» STATED PROBLEM 1
Filter the listing below down to every line that contains the word "paved", treating uppercase and lowercase as different.

» SOURCE PASSAGE
● ● ● ● ● ● ●
- Allegiance: United States of America
- Branch: United States Air Force
- Service years: 1971–2007
- Rank: Lieutenant general
- Commands: 49th Fighter Wing 363d Air Expeditionary Wing Thirteenth Air Force Air Education and Training Command (Vice Commander)

= Dennis R. Larsen =

United States Air Force general

Dennis R. Larsen is a retired lieutenant general in the United States Air Force.

==Career==
Larsen joined the Air Force in 1971. His commands included the 49th Fighter Wing, the 363d Air Expeditionary Wing, and the Thirteenth Air Force. In 2005 he was named Vice Commander of the Air Education and Training Command. His retirement was effective as of September 1, 2007.
● ● ● ● ● ● ●
Dataset records
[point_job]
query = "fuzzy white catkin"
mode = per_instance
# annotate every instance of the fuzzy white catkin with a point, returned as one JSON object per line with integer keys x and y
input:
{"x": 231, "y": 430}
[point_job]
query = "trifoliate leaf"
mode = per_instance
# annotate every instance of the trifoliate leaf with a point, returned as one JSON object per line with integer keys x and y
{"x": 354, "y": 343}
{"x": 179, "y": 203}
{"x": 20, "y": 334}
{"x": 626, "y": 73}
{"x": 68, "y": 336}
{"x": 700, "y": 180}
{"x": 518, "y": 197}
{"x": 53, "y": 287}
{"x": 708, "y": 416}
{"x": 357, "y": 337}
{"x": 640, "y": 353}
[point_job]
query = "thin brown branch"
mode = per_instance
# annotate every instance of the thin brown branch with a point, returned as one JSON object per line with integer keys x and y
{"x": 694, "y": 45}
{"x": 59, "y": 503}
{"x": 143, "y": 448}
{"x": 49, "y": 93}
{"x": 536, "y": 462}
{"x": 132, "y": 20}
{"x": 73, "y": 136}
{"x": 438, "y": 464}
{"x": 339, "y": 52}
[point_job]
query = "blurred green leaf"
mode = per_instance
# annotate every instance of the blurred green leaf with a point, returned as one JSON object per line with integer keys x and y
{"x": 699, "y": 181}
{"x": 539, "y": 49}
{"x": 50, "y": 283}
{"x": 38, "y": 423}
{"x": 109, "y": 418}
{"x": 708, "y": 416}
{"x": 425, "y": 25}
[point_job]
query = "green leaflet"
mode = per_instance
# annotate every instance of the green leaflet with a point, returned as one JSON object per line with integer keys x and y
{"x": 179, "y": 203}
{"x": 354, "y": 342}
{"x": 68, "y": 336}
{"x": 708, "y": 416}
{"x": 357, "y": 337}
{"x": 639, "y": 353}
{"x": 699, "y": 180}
● ● ● ● ● ● ●
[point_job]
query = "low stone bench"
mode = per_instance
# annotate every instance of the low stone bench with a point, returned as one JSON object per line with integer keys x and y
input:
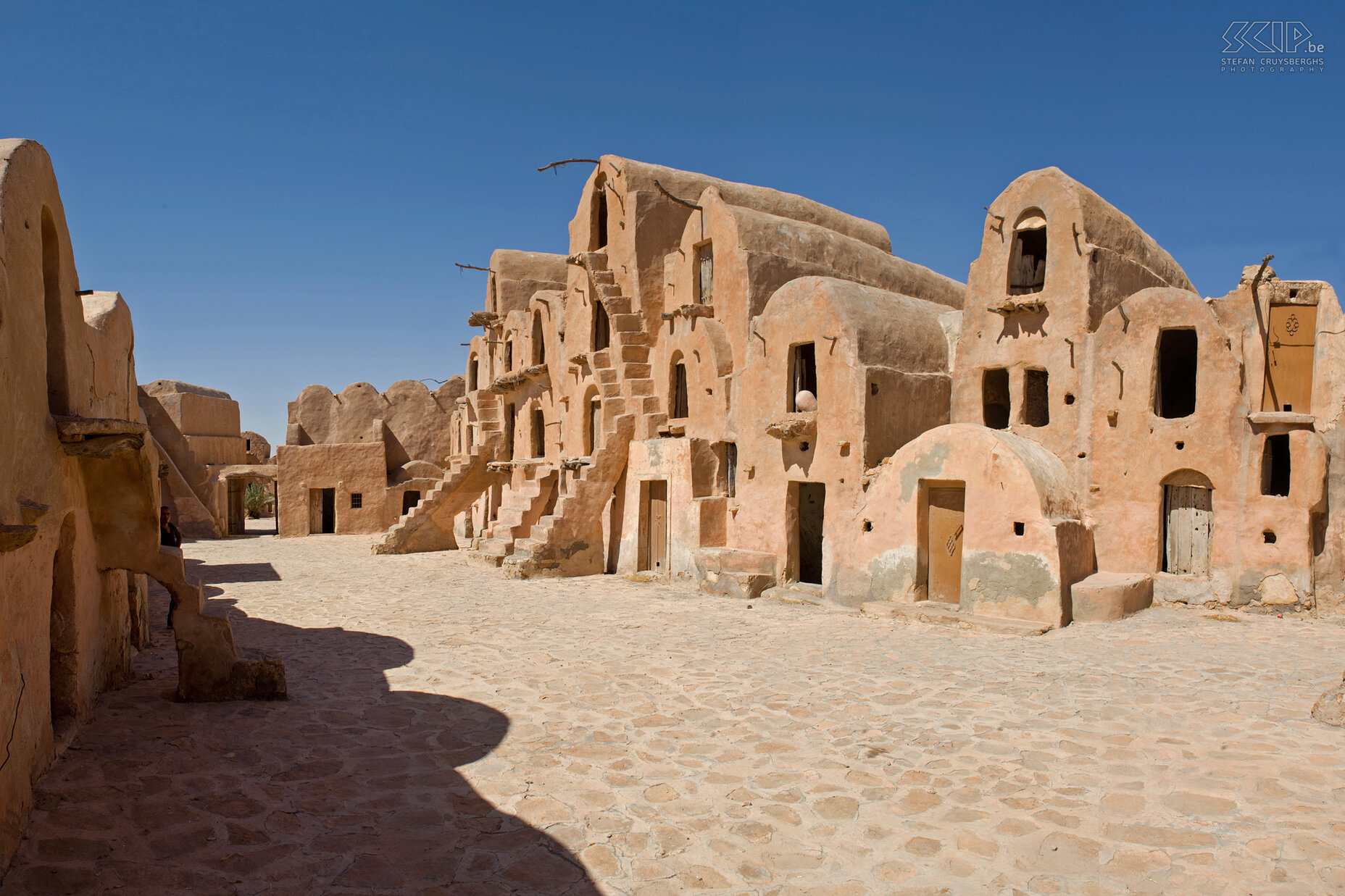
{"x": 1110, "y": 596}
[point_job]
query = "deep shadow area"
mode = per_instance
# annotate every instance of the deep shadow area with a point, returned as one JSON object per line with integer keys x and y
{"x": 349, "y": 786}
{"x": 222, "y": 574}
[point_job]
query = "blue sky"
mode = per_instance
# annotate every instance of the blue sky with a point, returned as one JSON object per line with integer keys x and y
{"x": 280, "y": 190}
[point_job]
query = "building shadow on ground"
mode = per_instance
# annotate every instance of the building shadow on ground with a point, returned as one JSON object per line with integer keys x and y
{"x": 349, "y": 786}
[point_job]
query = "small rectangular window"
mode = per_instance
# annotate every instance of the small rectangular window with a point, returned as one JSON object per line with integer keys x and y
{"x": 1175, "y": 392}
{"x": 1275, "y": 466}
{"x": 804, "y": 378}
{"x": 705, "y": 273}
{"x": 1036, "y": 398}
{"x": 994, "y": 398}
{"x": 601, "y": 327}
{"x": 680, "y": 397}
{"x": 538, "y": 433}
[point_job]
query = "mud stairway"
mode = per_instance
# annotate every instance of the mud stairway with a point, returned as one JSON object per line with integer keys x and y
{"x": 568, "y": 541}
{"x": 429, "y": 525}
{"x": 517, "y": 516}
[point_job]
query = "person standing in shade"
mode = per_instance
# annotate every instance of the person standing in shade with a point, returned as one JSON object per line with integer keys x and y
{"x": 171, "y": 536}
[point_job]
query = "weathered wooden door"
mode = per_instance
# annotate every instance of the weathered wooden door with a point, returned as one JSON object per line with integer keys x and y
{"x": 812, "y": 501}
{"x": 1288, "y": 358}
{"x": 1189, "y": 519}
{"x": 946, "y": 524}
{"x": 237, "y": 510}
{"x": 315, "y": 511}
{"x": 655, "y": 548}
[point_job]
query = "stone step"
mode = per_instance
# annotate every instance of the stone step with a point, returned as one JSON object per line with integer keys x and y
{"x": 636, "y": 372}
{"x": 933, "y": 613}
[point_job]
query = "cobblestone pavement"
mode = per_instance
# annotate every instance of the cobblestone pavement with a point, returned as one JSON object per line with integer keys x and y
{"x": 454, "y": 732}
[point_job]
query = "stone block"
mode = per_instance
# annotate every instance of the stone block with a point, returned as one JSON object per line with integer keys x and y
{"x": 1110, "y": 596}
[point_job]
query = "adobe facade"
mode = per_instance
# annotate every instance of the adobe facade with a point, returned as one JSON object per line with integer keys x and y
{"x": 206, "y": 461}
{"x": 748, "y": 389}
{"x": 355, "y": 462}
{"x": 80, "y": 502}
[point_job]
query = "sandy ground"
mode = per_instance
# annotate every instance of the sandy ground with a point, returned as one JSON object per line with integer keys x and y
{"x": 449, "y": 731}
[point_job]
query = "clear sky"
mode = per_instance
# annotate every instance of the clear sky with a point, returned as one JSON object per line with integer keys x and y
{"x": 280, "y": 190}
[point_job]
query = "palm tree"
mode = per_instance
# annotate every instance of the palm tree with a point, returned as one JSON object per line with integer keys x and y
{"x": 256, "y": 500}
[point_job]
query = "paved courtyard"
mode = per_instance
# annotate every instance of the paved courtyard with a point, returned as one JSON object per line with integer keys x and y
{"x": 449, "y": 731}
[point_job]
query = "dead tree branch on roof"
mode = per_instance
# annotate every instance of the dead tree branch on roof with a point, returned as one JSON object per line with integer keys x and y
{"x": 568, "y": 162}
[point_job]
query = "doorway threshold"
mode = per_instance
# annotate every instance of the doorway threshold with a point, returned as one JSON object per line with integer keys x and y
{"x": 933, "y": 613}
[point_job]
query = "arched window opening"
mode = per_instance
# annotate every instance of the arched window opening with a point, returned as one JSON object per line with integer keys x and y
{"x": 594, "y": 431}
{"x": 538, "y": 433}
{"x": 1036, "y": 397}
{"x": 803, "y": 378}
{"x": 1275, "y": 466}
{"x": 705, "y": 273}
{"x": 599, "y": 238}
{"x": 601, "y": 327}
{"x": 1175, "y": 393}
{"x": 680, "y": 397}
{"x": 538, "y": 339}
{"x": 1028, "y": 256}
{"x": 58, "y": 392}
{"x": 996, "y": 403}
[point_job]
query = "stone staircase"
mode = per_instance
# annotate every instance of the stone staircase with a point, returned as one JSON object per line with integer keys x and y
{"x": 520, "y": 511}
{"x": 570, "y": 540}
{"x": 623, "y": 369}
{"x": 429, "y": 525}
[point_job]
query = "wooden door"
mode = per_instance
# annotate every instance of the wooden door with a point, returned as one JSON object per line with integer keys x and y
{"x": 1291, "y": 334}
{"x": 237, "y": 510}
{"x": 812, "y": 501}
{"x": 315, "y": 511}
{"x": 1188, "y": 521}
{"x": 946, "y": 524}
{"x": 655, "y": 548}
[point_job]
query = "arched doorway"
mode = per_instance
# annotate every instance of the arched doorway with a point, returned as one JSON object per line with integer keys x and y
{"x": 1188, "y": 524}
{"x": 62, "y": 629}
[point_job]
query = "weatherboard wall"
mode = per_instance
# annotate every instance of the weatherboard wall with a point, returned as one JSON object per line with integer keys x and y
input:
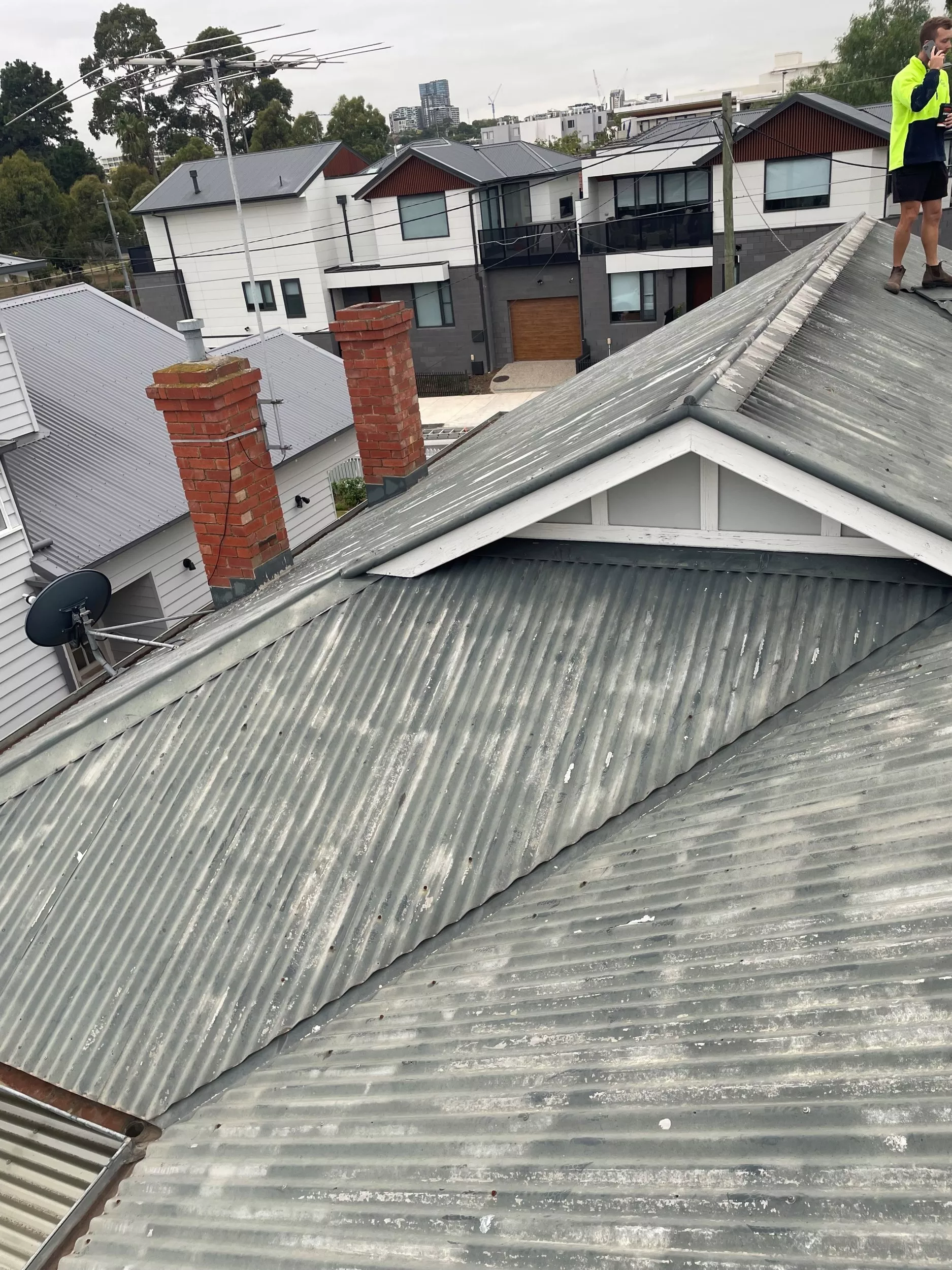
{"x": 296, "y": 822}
● ● ● ● ● ● ●
» STATED PROBLEM 2
Extract the Dennis R. Larsen biography above and reproduce all of it word for word.

» PROBLEM SOLUTION 1
query = "paved courtyard"
# annotate every instance of the paved courtyard with a point, returned as one JSON object per line with integer keys x and y

» PROBLEM SOLUTION 2
- Allegiance: United States of America
- Branch: United States Air Force
- Service years: 1971–2007
- Rank: Lieutenant general
- Commands: 49th Fighter Wing 363d Air Expeditionary Wing Thirteenth Air Force Air Education and Training Command (Vice Commander)

= Dennis R. Larsen =

United States Air Force general

Dennis R. Larsen is a retired lieutenant general in the United States Air Force.

==Career==
Larsen joined the Air Force in 1971. His commands included the 49th Fighter Wing, the 363d Air Expeditionary Wing, and the Thirteenth Air Force. In 2005 he was named Vice Commander of the Air Education and Training Command. His retirement was effective as of September 1, 2007.